- Given entries:
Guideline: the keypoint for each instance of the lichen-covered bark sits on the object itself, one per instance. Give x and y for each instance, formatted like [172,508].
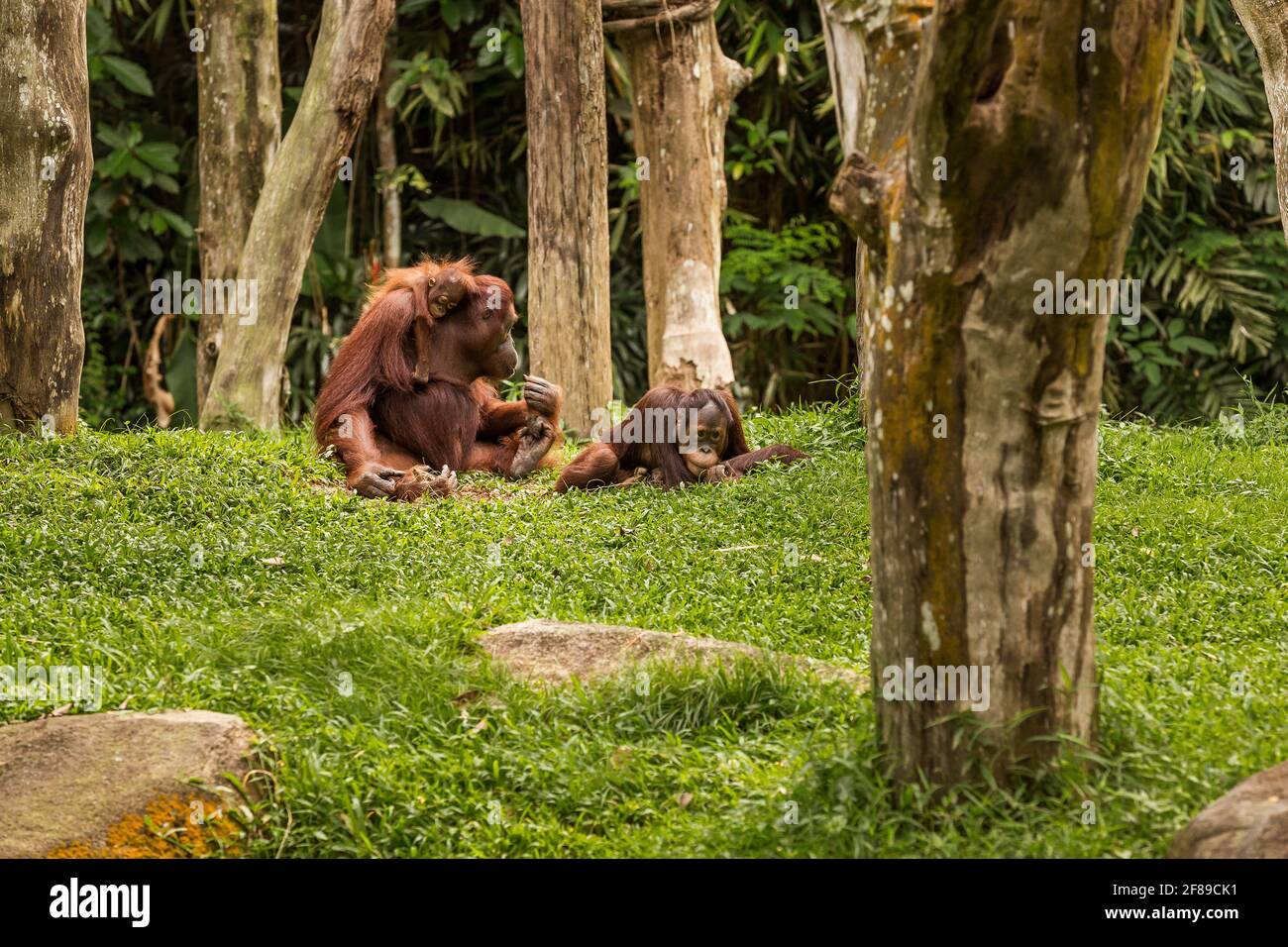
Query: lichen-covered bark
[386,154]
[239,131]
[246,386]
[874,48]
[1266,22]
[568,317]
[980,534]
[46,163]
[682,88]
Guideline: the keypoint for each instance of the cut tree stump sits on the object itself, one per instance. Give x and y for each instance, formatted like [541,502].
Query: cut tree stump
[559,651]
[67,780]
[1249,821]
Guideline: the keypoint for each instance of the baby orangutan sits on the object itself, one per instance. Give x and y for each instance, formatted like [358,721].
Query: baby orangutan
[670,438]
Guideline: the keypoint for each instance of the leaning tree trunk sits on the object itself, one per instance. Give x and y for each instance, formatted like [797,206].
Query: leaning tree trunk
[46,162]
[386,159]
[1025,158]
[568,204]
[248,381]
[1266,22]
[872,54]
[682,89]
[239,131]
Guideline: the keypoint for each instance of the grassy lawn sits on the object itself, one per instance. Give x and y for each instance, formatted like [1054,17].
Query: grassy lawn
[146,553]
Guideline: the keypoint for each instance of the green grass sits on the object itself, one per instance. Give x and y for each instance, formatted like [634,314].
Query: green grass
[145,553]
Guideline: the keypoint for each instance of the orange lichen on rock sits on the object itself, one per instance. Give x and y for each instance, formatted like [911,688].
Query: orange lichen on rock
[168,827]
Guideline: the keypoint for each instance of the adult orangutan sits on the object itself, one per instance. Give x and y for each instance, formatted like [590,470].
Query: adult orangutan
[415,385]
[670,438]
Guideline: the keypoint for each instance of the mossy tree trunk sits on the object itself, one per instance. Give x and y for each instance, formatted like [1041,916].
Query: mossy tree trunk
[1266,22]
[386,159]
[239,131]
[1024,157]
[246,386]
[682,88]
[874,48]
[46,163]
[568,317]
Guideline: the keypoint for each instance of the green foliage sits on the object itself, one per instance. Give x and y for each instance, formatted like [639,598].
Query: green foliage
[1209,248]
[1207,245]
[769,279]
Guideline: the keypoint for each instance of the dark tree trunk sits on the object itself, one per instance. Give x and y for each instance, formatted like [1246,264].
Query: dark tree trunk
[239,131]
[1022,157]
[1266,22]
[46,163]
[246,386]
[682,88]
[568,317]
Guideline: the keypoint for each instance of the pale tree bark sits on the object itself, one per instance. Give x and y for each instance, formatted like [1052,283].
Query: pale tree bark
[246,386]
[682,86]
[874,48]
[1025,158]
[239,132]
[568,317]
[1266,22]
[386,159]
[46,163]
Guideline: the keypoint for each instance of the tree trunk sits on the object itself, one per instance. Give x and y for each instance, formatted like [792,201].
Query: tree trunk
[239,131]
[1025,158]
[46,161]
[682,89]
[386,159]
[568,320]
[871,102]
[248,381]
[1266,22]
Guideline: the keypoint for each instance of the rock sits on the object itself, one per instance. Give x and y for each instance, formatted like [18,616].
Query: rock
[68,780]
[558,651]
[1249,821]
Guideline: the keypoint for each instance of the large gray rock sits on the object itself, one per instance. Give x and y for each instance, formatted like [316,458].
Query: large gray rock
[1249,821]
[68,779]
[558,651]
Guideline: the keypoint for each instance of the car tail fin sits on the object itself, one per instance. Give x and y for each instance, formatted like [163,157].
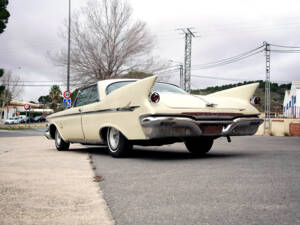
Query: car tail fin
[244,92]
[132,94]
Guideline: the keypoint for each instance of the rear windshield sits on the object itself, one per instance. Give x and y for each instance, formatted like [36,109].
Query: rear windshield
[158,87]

==

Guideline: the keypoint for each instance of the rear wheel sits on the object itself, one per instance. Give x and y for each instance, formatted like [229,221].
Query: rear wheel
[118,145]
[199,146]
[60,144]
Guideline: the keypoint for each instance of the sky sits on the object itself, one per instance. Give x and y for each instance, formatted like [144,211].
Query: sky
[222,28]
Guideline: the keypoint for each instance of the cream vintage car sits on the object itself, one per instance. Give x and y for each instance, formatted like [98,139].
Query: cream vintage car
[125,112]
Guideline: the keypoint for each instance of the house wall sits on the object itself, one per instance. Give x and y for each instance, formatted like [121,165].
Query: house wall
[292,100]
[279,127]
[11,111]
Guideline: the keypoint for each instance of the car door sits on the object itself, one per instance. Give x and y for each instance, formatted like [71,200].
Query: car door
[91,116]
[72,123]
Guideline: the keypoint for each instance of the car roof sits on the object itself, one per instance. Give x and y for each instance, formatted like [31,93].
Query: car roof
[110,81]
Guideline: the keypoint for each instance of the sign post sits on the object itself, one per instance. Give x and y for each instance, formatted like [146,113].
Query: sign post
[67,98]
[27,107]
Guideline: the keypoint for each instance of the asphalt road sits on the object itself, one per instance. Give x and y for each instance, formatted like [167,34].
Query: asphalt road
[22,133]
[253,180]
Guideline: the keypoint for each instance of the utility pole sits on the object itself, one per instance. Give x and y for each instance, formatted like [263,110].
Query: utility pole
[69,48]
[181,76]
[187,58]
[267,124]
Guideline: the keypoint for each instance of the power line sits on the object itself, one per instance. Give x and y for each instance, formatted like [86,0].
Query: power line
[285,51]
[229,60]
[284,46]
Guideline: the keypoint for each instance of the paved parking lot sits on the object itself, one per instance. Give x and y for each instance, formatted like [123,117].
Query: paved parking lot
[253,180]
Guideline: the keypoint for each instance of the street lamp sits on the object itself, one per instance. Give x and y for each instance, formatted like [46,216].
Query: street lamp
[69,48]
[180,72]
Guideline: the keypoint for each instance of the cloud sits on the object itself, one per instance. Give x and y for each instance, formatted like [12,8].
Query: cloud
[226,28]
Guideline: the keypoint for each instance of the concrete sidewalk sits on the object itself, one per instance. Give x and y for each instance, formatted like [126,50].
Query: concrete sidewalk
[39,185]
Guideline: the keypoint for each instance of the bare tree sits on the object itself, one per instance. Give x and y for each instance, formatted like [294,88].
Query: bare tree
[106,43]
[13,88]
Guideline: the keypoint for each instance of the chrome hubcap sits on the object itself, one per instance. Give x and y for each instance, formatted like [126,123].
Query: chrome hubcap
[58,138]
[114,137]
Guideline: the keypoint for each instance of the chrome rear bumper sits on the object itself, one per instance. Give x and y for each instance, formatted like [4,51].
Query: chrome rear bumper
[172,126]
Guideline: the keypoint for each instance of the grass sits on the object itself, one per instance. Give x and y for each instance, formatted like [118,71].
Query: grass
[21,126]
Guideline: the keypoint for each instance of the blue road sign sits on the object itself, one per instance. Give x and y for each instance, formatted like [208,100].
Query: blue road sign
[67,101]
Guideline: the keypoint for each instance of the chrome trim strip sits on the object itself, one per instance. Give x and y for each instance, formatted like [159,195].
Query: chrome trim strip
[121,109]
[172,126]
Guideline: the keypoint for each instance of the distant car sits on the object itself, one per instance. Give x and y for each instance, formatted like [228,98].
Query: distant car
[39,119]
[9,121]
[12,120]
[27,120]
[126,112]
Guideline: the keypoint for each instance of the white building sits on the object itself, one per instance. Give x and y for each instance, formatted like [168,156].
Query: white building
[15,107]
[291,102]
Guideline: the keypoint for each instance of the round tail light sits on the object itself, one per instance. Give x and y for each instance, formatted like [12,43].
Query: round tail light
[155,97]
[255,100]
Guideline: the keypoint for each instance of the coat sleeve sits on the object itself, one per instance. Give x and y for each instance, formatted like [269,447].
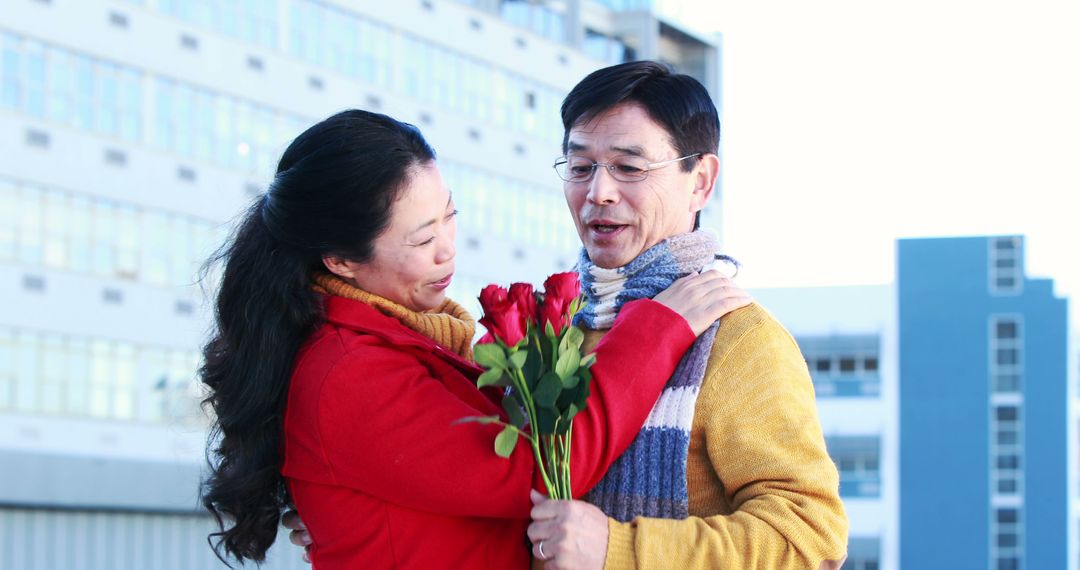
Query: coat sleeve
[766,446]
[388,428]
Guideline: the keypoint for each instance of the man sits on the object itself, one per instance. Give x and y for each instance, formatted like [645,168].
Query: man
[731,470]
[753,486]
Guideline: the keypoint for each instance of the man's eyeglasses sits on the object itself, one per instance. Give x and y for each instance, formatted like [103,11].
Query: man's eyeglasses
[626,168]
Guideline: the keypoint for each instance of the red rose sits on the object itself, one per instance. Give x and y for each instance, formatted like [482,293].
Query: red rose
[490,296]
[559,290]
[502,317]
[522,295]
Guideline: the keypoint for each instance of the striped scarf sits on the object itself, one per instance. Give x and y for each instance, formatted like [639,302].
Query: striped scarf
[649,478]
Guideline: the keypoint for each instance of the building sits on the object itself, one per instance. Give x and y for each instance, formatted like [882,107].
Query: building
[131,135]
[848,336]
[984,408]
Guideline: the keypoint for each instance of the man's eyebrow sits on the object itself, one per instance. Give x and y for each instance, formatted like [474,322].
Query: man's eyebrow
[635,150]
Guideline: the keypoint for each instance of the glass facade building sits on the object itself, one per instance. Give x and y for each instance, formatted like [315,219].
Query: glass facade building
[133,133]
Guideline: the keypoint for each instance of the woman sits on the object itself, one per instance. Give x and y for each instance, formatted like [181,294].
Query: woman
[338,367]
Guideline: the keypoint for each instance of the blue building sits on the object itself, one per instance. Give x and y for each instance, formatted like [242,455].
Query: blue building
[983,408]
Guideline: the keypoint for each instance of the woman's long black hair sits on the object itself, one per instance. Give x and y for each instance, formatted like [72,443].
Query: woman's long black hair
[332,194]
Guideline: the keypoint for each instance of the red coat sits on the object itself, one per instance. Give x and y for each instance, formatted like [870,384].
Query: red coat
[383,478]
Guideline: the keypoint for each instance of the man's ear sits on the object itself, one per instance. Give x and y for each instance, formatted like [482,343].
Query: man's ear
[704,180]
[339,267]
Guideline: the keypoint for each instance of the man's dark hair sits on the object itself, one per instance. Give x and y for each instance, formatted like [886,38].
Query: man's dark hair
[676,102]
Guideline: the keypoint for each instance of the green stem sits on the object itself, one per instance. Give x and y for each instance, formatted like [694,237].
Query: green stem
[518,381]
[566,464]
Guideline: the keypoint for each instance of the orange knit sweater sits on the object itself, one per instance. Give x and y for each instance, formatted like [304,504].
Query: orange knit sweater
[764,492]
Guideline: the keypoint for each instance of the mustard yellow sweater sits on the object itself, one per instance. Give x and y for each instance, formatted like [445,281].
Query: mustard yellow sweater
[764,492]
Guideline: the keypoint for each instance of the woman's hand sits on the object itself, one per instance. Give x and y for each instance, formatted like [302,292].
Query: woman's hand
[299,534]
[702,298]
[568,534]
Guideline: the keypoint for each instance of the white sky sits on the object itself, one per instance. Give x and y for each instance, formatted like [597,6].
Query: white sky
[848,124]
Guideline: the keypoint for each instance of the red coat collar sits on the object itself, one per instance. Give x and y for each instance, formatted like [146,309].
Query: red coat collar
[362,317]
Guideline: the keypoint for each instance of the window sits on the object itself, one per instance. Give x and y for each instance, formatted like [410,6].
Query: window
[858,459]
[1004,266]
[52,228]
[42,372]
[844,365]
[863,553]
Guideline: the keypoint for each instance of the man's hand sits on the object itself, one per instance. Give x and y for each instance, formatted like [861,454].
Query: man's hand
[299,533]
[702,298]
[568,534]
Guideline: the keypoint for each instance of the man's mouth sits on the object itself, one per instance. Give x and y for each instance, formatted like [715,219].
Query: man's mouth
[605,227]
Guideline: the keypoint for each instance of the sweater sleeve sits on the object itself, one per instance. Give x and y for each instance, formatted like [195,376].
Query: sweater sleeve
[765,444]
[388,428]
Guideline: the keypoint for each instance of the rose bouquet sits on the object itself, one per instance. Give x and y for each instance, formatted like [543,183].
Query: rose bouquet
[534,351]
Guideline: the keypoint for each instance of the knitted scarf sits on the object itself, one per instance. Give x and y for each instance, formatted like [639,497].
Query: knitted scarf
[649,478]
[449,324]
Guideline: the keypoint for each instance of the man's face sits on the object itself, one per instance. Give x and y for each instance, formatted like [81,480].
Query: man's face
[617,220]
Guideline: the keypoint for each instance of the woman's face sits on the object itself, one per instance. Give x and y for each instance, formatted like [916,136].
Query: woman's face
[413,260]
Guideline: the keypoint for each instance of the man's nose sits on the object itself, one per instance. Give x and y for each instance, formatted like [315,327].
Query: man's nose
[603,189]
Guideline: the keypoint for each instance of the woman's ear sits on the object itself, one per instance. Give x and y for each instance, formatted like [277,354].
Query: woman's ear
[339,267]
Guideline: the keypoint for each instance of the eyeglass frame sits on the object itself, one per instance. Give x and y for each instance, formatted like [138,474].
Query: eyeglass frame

---

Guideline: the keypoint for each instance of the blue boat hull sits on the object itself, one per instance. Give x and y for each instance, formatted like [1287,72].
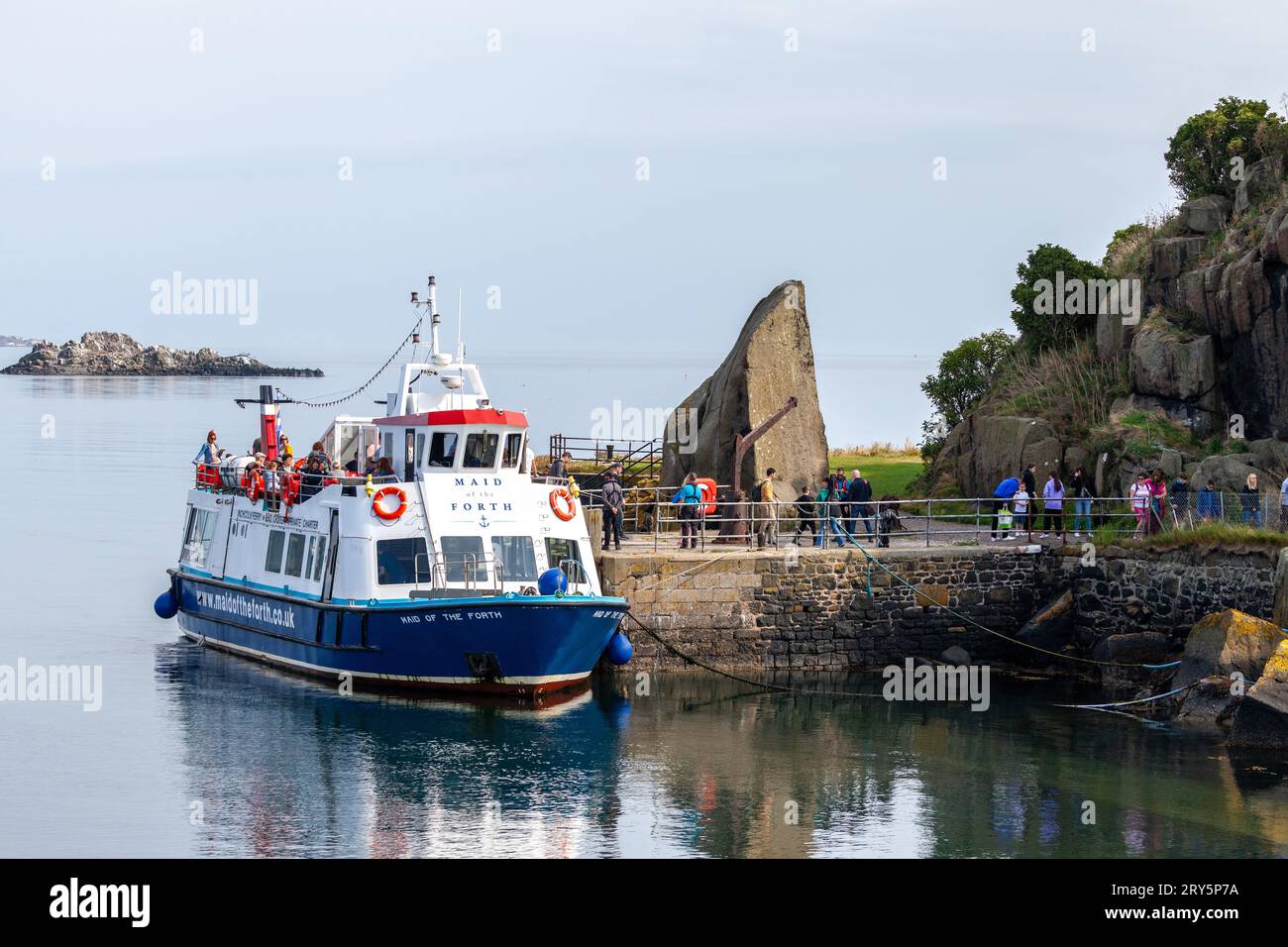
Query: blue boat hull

- Problem details:
Pull out every line of the entries above that contains the string "stem", counting it as a match even inside a longer word. Case matters.

- Response for this exercise:
Guideline: the keypoint for each instance of the green stem sits on the object itself, one per instance. Give x and y for each instance, formatted like [694,237].
Query: green stem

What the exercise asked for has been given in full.